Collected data
......

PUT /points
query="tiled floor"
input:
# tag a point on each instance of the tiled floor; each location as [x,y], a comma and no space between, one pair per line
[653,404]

......

To do - Copy each line of the records verbatim.

Answer space -
PUT /points
query="tiled floor"
input:
# tag a point on each instance of the tiled floor; each location as [x,y], a comma and no space between, one pair per line
[653,404]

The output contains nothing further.